Required action — Please give back the listing exactly, without any of its pictures.

Records provided —
Segment Open
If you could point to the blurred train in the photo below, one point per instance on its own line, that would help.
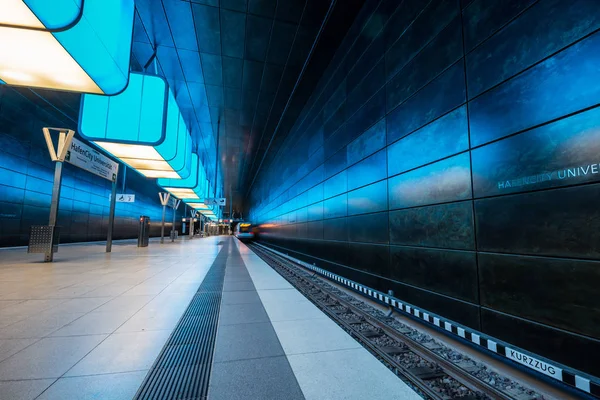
(246, 231)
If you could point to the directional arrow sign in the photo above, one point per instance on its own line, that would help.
(124, 198)
(215, 202)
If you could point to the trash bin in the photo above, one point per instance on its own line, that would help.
(144, 233)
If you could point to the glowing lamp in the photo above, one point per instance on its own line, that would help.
(188, 188)
(75, 45)
(142, 126)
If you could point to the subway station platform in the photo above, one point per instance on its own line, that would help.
(91, 326)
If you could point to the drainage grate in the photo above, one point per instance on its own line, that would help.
(182, 369)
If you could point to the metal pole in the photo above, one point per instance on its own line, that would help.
(162, 228)
(111, 215)
(173, 226)
(49, 257)
(164, 200)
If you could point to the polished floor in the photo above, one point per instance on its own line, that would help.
(90, 325)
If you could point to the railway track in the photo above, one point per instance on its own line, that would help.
(416, 362)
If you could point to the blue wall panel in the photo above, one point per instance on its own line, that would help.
(464, 177)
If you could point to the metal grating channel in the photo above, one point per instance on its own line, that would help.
(182, 369)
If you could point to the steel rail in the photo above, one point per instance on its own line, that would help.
(304, 283)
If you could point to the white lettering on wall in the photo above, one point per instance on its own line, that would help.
(565, 173)
(534, 363)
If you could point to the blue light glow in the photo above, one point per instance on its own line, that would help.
(55, 14)
(145, 114)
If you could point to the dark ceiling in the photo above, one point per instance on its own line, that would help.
(234, 64)
(241, 71)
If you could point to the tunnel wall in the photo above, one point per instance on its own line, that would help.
(26, 176)
(450, 153)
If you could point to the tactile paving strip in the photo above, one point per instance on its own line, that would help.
(182, 369)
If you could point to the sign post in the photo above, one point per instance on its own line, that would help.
(175, 205)
(85, 157)
(215, 201)
(58, 156)
(111, 214)
(164, 200)
(192, 219)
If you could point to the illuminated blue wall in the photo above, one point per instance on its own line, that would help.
(26, 174)
(450, 153)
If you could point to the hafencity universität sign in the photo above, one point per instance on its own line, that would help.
(85, 157)
(565, 173)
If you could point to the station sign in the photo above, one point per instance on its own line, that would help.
(215, 202)
(123, 198)
(83, 156)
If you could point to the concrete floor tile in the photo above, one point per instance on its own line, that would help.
(307, 336)
(347, 374)
(293, 311)
(239, 285)
(109, 290)
(23, 390)
(265, 378)
(39, 326)
(81, 304)
(106, 387)
(122, 352)
(241, 297)
(48, 358)
(246, 341)
(8, 347)
(9, 303)
(125, 303)
(242, 314)
(280, 296)
(94, 323)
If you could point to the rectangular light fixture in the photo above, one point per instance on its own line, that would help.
(74, 45)
(198, 206)
(189, 188)
(142, 126)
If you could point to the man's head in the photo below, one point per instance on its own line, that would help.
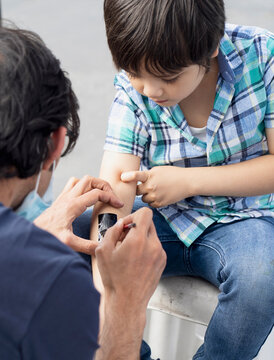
(36, 101)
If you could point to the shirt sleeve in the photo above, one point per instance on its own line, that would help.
(269, 82)
(65, 326)
(127, 127)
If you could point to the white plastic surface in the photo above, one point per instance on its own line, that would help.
(177, 317)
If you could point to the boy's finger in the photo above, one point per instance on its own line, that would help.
(92, 197)
(134, 176)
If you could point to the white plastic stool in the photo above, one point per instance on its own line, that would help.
(191, 302)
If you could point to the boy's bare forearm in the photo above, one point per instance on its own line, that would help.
(249, 178)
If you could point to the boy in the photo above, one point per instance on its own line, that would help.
(195, 108)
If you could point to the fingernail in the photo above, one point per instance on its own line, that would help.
(119, 222)
(124, 176)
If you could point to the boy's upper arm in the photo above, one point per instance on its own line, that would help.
(113, 164)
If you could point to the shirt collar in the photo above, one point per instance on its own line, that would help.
(230, 62)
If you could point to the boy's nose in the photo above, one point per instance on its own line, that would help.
(153, 90)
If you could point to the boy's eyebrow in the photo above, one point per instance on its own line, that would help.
(174, 75)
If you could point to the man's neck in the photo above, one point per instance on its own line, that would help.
(14, 190)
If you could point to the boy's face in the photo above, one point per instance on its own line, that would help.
(167, 89)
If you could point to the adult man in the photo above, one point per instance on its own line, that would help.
(48, 305)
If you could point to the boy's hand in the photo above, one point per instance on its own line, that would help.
(75, 198)
(161, 185)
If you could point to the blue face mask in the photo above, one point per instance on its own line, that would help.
(33, 205)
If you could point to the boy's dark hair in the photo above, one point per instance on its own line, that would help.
(36, 98)
(166, 35)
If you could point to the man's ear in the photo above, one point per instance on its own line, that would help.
(56, 146)
(216, 52)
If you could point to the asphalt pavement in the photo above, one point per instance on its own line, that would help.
(74, 31)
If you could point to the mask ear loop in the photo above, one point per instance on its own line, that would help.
(38, 180)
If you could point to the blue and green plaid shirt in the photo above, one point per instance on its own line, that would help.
(243, 108)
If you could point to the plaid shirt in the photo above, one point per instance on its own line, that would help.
(243, 108)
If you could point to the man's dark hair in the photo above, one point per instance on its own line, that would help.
(36, 98)
(166, 35)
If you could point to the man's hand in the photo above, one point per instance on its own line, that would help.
(161, 185)
(76, 197)
(130, 263)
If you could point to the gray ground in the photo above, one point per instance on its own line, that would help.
(74, 30)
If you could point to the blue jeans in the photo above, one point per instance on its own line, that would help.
(238, 258)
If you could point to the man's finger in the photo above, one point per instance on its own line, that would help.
(70, 184)
(82, 245)
(88, 183)
(134, 176)
(113, 234)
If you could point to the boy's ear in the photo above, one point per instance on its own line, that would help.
(216, 52)
(57, 144)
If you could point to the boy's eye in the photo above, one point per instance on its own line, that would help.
(170, 81)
Segment Closed
Response —
If you could point to the blurred train in the photo below, one point per instance on its own line, that would help.
(246, 231)
If you could point to the directional arrow sign in the photo above, one point per instance on its own line, that would help.
(124, 198)
(215, 202)
If you could point to the trash bin in the photo above, one point per instance on its own line, that would help.
(144, 233)
If you could point to the glowing lamp in the photo above, one point per instance on its own line, that would help.
(188, 188)
(75, 45)
(142, 126)
If you could point to the subway station platform in the photo above, one point per instance on its own line, that would help.
(91, 326)
If you could point to the drainage grate in the photo above, one point per instance on its own line, that would help.
(182, 369)
If you could point to the metal pole in the photo above, one point per instance on its own line, that would help.
(162, 228)
(111, 215)
(173, 226)
(49, 257)
(164, 200)
If you could point to the polished floor in the photo above, one point per instance on its own line, that would help.
(90, 325)
If you could point to the railway track in the photo above, one point per instance on its own line, that would help.
(416, 362)
If you could point to the blue wall panel in the photo above, one point per instance on its own line, that would help.
(464, 177)
If you could point to the metal grating channel in the photo above, one point per instance on its own line, that would help.
(182, 369)
If you could point to the steel rail in the photo above, one point per instance on its own line, that would help.
(304, 283)
If you could point to the white lettering on wall in the photo above, one point per instance on its own line, that would help.
(565, 173)
(534, 363)
If you could point to the blue light glow in the photo above, one point per instance on its own line, that would help.
(55, 14)
(145, 114)
If you could point to the dark ceiling in the photo above, one point per instance on its own line, that would help.
(234, 64)
(241, 71)
If you could point to the tunnel wall in the photo above, one point per instance on its own line, that would help.
(26, 176)
(450, 153)
If you could point to the tactile paving strip in the photo above, one point per instance on its own line, that would help.
(182, 369)
If you could point to the sign post in the photo above, one point per instance on its own line, that would help.
(175, 205)
(85, 157)
(215, 201)
(58, 156)
(111, 214)
(164, 200)
(192, 219)
If you could point to the illuminated blue wall in the photo above, one point per instance on its own line, that would help.
(26, 174)
(450, 153)
If you could point to the hafencity universität sign in the photo above, one point per instance on its own line, that would help.
(85, 157)
(565, 173)
If you could point to the station sign in the photo above, one point per instance on its own line, that would help.
(215, 202)
(123, 198)
(83, 156)
If you could point to the concrete floor tile in the photo above, one point per instance on its own line, that would help.
(307, 336)
(347, 374)
(293, 311)
(239, 285)
(109, 290)
(23, 390)
(265, 378)
(39, 326)
(81, 304)
(106, 387)
(122, 352)
(241, 297)
(48, 358)
(246, 341)
(8, 347)
(9, 303)
(125, 303)
(242, 314)
(280, 296)
(94, 323)
If you could point to the rectangular light fixture in the photo above, one point per instance on its own line, that would help.
(74, 45)
(198, 206)
(189, 188)
(142, 126)
If you could point to the man's head in the photo below, one point per instance on its own line, that would help.
(36, 101)
If you could point to the shirt sleeve in the photo above, one point per instance on its own line, that would help.
(269, 82)
(65, 326)
(127, 127)
If you could point to the white plastic surface in the photo above, one point per instance on its own line, that would help.
(177, 317)
If you could point to the boy's finger in the photo above, one point per instance on its own line, that would help.
(92, 197)
(134, 176)
If you could point to the white plastic stool in the photo above, one point per instance on its own line, that would help.
(191, 302)
If you could point to the boy's bare forearm in the photo above, one point per instance on its own line, that would help.
(249, 178)
If you could point to the boy in the photo above, one point per instance on its own line, that would help.
(195, 108)
If you could point to the fingernail in the photo above, one point per instance on its own line, that would help.
(119, 222)
(124, 176)
If you could point to the boy's upper arm in the photo above, one point per instance on its own line, that would help.
(113, 164)
If you could point to the shirt collar in the photo above, one point per instance on its own line, that would help.
(230, 62)
If you could point to the boy's nose in the photo above, one point per instance on its own line, that would help.
(153, 90)
If you could point to the boy's eyebrow in the photo above, one point per instance on its own line, that would help.
(174, 75)
If you could point to the man's neck in the photo above, one point per instance on its own line, that would help.
(14, 190)
If you could point to the boy's face in the photo above, one point per instance on its own line, that would help.
(167, 89)
If you could point to the adult man in the photo above, one point per instance on its own line, that would help.
(48, 305)
If you could point to the boy's hand in the photo above, one point per instance on its own line, that would help.
(75, 198)
(161, 185)
If you could point to the blue face mask in the photo above, one point per instance on its own line, that would help.
(33, 205)
If you could point to the boy's dark hair in the photo above, one point per instance on its own line, that would help.
(36, 98)
(166, 35)
If you could point to the man's ear in the photo above, one point per instance on its own line, that would help.
(56, 146)
(216, 52)
If you could point to the asphalt pavement in the photo above, one point per instance on its own line, that would help.
(74, 31)
If you could point to the mask ear loop in the photo above, one point per instance on its own line, that would help.
(38, 180)
If you could point to the blue and green plaid shirt in the photo above, one point per instance on its own line, that would help.
(243, 108)
If you could point to the plaid shirt in the photo above, one point per instance on its own line, that would help.
(243, 108)
If you could point to the man's dark hair in the photo above, one point per instance on its own line, that would help.
(36, 98)
(166, 35)
If you could point to the man's hand in the photo above, one point per instance on its own line, that would help.
(161, 185)
(76, 197)
(130, 263)
If you could point to the gray ground in the photo above, one point per instance on its own line, that would help.
(74, 30)
If you could point to the blue jeans in the photo above, one point per instance on its own line, that would help.
(238, 258)
If you could point to the man's finger in the photo above, one point per instance on its own line, that would help.
(70, 184)
(82, 245)
(88, 183)
(134, 176)
(113, 234)
If you could point to the boy's ear in the photo above, one point per instance on its own line, that would help.
(216, 52)
(57, 144)
If you could point to the boy's eye in the photo above, one point per instance on its own line, that would help.
(170, 81)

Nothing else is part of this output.